» Exercise materials
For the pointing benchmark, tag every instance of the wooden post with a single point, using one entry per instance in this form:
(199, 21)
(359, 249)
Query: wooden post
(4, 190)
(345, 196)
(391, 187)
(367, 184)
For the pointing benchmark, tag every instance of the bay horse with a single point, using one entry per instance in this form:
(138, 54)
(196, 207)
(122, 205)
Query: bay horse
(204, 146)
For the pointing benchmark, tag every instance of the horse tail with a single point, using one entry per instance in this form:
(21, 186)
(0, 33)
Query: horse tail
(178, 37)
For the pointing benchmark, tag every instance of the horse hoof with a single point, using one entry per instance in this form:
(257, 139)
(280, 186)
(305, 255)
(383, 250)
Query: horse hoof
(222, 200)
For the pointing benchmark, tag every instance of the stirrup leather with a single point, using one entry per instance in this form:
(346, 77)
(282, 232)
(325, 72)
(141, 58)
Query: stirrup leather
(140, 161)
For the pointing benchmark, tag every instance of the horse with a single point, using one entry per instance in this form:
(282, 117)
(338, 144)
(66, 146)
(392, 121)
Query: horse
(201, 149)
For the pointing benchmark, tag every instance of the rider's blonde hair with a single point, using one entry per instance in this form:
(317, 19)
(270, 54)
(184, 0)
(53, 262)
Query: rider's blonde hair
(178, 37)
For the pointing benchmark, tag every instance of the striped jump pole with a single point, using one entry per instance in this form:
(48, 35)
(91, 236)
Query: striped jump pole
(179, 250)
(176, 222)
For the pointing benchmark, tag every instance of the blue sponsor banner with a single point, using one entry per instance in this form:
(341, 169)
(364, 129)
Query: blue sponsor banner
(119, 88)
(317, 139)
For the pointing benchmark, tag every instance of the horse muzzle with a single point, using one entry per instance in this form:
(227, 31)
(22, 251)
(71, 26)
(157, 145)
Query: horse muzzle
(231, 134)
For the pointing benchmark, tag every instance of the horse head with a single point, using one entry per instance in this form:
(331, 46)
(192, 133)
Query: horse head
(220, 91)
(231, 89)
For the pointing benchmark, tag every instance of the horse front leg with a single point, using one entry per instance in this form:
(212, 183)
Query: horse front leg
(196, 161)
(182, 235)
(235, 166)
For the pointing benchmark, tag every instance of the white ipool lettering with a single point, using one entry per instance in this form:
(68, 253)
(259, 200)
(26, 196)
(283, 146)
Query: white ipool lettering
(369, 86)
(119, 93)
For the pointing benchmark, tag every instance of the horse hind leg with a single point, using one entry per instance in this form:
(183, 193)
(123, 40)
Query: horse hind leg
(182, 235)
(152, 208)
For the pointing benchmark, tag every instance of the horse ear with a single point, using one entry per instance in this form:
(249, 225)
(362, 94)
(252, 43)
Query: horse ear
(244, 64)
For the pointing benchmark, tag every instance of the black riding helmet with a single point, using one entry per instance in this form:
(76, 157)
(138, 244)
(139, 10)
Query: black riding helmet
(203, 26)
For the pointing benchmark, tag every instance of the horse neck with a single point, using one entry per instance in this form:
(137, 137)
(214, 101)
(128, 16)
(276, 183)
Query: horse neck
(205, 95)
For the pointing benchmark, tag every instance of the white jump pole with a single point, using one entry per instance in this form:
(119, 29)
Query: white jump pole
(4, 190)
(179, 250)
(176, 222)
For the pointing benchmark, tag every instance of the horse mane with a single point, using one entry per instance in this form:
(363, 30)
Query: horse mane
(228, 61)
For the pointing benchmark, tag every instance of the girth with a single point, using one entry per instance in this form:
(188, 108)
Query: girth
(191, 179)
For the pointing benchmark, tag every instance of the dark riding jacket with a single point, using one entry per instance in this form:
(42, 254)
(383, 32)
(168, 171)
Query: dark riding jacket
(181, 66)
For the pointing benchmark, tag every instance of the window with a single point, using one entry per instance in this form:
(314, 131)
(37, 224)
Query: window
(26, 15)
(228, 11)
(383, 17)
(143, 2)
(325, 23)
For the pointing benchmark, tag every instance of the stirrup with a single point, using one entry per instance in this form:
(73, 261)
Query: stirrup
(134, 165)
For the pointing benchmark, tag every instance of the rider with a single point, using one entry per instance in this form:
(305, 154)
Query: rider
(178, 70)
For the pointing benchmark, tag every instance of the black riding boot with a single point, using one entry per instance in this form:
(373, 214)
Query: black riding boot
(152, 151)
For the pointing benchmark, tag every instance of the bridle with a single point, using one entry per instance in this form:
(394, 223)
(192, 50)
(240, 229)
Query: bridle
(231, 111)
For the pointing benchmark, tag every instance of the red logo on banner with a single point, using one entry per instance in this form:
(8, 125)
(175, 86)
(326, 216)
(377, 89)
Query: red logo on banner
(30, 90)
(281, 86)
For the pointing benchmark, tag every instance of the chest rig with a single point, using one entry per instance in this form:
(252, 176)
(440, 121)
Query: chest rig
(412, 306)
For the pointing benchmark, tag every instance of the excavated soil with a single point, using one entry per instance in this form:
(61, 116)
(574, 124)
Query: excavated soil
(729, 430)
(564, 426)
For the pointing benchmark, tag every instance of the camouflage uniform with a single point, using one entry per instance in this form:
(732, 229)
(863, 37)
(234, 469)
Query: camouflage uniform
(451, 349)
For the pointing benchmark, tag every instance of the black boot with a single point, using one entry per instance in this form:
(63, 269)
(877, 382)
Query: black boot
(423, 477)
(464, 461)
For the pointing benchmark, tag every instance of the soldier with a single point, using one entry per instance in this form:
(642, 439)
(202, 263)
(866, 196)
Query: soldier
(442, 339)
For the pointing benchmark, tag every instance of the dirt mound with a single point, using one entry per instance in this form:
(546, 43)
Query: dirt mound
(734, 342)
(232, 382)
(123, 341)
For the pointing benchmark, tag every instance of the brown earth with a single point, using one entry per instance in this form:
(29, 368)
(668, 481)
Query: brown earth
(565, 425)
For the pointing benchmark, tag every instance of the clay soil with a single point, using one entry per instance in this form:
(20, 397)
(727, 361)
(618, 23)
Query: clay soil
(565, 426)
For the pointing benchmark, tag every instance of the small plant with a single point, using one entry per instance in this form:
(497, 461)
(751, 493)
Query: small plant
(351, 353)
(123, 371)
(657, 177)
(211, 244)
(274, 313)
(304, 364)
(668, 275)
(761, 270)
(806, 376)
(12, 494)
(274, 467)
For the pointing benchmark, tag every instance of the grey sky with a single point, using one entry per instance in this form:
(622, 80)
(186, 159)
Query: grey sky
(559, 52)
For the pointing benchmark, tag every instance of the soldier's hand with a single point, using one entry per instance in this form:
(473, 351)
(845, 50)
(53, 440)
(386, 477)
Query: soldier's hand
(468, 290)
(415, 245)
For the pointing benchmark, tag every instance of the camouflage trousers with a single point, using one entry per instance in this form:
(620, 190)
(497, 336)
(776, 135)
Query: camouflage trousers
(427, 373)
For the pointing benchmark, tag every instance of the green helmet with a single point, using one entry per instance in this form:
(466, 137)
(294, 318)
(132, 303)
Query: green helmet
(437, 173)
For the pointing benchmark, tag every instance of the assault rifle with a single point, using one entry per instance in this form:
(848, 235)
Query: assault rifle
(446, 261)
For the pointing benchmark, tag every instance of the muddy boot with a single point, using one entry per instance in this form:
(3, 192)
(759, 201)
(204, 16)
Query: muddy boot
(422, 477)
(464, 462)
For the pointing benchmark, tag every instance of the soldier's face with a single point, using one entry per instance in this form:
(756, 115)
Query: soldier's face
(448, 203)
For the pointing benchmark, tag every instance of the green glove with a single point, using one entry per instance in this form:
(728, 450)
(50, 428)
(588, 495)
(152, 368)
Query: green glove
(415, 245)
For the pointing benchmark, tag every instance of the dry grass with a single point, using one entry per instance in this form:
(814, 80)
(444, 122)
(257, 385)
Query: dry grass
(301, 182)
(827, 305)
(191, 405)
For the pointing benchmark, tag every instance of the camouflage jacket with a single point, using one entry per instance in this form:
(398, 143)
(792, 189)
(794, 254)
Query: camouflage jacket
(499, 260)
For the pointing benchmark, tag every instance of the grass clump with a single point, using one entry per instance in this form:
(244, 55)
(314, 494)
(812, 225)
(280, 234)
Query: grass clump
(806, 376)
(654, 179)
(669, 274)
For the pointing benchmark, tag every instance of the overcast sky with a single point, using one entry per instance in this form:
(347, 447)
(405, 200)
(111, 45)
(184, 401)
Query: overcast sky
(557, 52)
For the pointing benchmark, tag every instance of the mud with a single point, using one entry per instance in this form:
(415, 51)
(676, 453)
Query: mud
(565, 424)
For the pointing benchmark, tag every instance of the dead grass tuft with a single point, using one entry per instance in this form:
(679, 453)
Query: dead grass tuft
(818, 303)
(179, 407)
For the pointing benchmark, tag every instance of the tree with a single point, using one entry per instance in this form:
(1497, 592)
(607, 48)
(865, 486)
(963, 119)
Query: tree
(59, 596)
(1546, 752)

» What the exercise asks
From the line that contains "For the pointing benchmark, tag every instance of the assault" to the last line of the material above, repeat every line exactly, keeping both the first and the last.

» Output for this task
For the pointing benchmark, tag every instance of the assault rifle with a single point, using one entry per instance in this form:
(848, 235)
Query: assault rifle
(446, 261)
For the pointing benchmark, tag every instance of the muddy boot with a single point, using one entry per instance in this form:
(3, 192)
(759, 201)
(204, 16)
Query: muddy boot
(422, 477)
(464, 462)
For the pointing benchmark, tag every instance of the soldier's face with a single point, using one entry per instance in this form:
(756, 115)
Query: soldier's face
(448, 203)
For the pointing benchmark, tag every instance of the green glove with a single point, using one entry per instance in this form:
(728, 450)
(50, 428)
(588, 495)
(152, 368)
Query: green glove
(415, 245)
For the pointing benchmark, tag every instance of the dry grass with a single point, using one entry per instance in this form:
(814, 80)
(444, 122)
(257, 385)
Query: dry grass
(301, 182)
(827, 305)
(191, 405)
For the pointing benchmark, tag every instance of the camouflage jacket with a single point, using one entry per instance in this form:
(398, 143)
(792, 189)
(794, 254)
Query: camouflage jacket
(499, 260)
For the pointing benchmark, tag every instance of the grass clump with a single point, using one entry per instance in this form:
(244, 55)
(314, 494)
(812, 225)
(280, 234)
Query: grass clump
(806, 376)
(654, 179)
(669, 274)
For the pointing benchmark, tag every instance of the overcast sky with a single point, using one entry per instance in this form:
(347, 447)
(405, 200)
(111, 45)
(184, 401)
Query: overcast sky
(557, 52)
For the pointing benchmark, tag every instance of the mud with a single point, using one entry per instance in this form:
(415, 51)
(676, 453)
Query: mud
(565, 424)
For the pointing benchmark, tag every instance of the dead grass tuft with a single point, using one entry per instance in this form:
(679, 453)
Query: dead grass tuft
(818, 303)
(179, 407)
For the pointing benchmark, tag every instance of the tree with a single point, using one entry per instance in this form:
(1497, 592)
(607, 48)
(865, 486)
(963, 119)
Query: tree
(59, 596)
(1546, 752)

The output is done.